A stream crossing will control animal and vehicles crossing the stream. It can also be used to control access point for livestock watering. Pastures with streams have areas where the animals have chosen spots to cross the stream. These areas are usually the best locations to construct the stream crossing. The animals choose these areas because of stable footing and ease of crossing. Improving the existing crossing with the livestock's needs in mind will encourage the livestock use. Livestock avoid soft, muddy, and rocky streambeds. They prefer a firm gravel bottom to walk on. They need to be able to see the bottom in order to use the area as a water source.
The primary component of a stream crossing is a heavy layer of gravel thick enough to support the animals. The size of the gravel affects how long the cattle spend in the crossing. Aggregate with about 1.50 inch diameter is large enough (that is, uncomfortable enough) to keep the animals from loitering but small enough to allow the animals access. The flow of the stream has to slow enough not to wash the aggregate away. Geotextile material can be used in streams with unstable streambeds. Stream crossings should be at least 10 feet wide. The ramps entering and exiting the channel should not be steeper than 4:1 slope (rise:run).

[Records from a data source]
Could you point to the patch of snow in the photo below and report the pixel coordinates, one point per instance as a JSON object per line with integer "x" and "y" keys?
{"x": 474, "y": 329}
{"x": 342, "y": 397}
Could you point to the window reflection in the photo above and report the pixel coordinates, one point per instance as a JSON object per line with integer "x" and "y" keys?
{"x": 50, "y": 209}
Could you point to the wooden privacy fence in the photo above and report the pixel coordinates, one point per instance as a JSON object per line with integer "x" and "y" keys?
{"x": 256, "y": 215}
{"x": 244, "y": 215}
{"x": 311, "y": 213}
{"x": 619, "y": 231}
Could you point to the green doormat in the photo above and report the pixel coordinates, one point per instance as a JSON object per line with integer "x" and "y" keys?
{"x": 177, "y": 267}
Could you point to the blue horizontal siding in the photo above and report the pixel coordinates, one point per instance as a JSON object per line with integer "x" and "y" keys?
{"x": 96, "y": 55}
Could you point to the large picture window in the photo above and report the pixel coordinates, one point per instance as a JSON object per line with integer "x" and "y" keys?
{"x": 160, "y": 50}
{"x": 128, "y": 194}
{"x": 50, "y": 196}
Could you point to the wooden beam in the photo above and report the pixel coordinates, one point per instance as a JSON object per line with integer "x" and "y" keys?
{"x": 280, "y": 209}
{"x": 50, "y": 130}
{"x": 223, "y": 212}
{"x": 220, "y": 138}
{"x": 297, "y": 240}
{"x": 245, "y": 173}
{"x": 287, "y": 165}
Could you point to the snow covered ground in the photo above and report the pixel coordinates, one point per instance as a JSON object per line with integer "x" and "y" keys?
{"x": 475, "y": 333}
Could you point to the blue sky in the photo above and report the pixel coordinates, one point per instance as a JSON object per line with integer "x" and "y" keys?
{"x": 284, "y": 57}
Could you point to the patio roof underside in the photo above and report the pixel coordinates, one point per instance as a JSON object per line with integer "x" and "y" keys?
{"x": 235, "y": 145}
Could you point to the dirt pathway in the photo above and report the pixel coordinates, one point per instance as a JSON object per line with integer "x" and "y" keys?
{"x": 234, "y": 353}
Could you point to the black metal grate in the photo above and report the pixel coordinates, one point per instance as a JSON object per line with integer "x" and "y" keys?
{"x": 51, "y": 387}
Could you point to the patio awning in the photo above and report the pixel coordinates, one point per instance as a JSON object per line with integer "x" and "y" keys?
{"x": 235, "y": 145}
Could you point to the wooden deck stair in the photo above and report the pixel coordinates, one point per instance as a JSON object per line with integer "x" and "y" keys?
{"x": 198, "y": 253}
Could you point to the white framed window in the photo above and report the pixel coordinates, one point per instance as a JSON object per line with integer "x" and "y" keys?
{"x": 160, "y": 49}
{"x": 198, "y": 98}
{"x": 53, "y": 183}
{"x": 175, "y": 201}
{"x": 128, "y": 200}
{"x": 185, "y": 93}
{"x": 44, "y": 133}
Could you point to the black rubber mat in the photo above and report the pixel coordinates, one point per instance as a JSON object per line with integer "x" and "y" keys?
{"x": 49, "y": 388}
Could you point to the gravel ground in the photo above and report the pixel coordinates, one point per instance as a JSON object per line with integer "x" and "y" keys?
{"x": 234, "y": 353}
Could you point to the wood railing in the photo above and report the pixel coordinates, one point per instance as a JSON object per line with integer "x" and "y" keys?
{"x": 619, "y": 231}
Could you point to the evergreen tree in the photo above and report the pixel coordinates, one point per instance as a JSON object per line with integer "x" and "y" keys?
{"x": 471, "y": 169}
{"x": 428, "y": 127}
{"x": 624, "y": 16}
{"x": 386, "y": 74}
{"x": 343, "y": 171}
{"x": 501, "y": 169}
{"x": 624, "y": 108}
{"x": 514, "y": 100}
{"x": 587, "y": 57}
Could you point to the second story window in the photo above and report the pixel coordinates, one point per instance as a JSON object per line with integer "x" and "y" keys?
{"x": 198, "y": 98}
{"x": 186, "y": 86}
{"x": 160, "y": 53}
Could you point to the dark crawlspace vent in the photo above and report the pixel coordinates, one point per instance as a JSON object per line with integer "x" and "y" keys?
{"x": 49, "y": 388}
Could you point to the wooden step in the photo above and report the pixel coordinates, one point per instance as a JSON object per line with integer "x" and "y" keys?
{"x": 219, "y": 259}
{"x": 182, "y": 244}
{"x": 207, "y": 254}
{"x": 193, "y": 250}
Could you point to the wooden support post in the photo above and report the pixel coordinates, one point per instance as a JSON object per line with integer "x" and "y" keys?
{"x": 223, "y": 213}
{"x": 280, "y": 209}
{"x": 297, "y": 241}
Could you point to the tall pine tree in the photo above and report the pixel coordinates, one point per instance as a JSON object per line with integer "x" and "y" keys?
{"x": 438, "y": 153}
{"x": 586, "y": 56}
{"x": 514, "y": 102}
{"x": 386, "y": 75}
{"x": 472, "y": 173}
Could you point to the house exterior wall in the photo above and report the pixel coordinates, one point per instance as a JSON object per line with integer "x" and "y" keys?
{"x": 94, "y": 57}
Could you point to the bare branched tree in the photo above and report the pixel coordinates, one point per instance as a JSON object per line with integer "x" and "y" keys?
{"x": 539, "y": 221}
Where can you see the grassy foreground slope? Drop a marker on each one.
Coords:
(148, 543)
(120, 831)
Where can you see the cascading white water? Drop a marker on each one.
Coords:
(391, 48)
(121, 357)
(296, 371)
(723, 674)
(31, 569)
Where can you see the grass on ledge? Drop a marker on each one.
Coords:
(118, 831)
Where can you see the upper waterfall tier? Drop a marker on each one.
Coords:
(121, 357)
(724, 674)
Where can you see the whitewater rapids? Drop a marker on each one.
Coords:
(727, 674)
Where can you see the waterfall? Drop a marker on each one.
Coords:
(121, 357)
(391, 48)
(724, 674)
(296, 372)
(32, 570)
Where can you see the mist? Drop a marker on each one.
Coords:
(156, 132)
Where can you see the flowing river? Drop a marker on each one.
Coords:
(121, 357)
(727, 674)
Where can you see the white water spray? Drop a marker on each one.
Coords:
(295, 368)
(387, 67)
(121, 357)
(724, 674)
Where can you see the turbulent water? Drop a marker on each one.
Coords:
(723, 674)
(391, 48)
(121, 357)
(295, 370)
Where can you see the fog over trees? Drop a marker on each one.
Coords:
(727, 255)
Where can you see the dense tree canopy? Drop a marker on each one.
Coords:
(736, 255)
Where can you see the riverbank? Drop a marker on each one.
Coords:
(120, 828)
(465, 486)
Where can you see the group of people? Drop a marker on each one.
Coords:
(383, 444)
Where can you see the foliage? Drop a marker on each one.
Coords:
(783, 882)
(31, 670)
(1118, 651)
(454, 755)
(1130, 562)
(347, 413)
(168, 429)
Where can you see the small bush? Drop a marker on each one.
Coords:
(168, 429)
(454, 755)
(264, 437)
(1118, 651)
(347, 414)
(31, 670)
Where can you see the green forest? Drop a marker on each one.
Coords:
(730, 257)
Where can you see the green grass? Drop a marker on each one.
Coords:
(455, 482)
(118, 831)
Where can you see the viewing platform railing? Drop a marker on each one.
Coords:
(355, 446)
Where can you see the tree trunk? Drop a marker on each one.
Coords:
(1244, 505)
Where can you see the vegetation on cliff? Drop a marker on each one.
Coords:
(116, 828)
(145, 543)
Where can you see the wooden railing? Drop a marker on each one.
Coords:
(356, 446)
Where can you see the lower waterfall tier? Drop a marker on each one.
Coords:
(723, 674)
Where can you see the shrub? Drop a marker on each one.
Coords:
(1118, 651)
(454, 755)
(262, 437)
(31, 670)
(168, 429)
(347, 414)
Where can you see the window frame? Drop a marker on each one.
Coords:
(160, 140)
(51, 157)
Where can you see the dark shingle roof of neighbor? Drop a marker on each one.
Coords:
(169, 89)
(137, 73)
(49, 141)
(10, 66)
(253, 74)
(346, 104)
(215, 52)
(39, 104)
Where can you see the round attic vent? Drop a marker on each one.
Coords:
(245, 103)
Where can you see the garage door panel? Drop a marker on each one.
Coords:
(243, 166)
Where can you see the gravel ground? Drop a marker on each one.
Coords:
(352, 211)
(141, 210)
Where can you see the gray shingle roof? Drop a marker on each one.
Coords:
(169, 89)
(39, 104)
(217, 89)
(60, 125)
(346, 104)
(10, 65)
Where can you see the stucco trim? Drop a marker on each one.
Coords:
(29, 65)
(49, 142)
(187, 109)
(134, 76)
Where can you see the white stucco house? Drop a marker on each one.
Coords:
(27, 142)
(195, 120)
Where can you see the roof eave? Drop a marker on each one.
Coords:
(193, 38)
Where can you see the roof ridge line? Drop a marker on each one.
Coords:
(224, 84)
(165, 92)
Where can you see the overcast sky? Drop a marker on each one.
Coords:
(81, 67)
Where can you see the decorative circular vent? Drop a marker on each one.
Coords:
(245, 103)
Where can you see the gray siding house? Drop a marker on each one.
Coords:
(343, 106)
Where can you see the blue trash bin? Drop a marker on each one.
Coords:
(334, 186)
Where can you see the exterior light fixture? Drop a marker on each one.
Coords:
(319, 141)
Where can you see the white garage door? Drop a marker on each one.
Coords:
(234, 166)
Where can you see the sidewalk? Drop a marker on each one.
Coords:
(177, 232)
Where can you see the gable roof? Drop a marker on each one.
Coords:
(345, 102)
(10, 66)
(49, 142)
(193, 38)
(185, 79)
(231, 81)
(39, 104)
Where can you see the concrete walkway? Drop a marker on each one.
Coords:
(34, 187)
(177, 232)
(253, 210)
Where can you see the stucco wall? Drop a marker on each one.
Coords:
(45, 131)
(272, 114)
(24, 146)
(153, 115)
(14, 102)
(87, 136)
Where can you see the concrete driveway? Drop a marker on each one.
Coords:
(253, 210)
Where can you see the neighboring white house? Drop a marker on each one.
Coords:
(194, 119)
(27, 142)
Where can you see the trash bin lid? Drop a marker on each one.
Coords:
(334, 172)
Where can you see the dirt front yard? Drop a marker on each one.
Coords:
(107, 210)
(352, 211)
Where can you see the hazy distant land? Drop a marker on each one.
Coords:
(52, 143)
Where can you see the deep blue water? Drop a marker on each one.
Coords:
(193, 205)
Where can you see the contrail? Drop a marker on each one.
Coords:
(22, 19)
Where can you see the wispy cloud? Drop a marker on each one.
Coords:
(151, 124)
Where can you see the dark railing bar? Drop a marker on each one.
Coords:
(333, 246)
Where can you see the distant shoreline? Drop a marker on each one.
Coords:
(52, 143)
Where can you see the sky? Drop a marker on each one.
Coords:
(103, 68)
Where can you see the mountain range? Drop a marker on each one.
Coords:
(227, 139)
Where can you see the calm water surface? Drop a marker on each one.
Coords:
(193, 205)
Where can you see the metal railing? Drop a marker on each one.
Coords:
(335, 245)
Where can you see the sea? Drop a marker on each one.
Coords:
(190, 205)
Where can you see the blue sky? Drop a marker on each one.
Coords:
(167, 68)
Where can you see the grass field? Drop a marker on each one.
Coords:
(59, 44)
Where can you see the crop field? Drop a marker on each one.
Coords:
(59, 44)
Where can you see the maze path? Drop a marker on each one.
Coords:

--- What you have to do ---
According to the stream crossing guide above, what is the minimum width for a stream crossing?

--- Solution for this exercise ---
At least 10 feet wide.